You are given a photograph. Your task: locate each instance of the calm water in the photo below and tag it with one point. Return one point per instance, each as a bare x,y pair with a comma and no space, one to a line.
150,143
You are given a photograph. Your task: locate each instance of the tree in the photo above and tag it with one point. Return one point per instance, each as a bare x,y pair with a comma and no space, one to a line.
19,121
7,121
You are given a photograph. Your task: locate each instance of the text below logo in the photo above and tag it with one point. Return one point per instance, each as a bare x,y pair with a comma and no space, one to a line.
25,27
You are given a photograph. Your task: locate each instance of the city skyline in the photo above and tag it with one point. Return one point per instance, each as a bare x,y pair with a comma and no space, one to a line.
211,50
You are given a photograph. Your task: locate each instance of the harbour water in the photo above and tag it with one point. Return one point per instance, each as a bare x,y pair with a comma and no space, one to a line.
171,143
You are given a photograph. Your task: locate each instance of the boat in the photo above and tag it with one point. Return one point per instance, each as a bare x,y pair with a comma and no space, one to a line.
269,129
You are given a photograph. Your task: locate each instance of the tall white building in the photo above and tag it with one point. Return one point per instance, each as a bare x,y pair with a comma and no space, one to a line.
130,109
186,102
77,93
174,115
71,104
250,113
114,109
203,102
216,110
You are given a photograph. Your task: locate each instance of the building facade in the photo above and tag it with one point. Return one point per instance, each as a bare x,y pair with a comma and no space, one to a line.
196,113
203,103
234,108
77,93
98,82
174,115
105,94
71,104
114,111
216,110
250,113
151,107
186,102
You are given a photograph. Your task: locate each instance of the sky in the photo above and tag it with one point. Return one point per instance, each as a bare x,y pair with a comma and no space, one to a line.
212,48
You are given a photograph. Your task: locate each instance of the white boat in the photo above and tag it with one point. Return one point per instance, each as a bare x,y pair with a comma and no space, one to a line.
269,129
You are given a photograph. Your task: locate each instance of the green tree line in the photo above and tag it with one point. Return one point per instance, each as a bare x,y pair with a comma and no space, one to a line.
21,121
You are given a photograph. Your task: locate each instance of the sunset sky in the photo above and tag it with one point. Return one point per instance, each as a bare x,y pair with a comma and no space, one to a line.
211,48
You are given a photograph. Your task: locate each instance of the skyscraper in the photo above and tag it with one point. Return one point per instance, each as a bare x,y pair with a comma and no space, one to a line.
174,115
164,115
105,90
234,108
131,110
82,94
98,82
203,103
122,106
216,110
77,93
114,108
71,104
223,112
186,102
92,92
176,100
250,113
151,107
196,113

•••••

__Your task__
Copy out the items from the line with "of the skyscraper" through the end of the items, keeping every line in place and shifting each coordinate by adding 13 to both of its numbers.

__Response to this task__
You are given a photograph. Your task: locate each instance of the skyscraper in the photo above and tag it with one point. Return one point per instance, each as a bare x,y pair with a comma and no space, one to a line.
187,128
177,128
118,103
247,121
144,123
95,107
111,95
216,116
135,119
229,123
90,106
127,121
84,117
236,125
199,115
105,105
189,113
263,126
164,120
209,126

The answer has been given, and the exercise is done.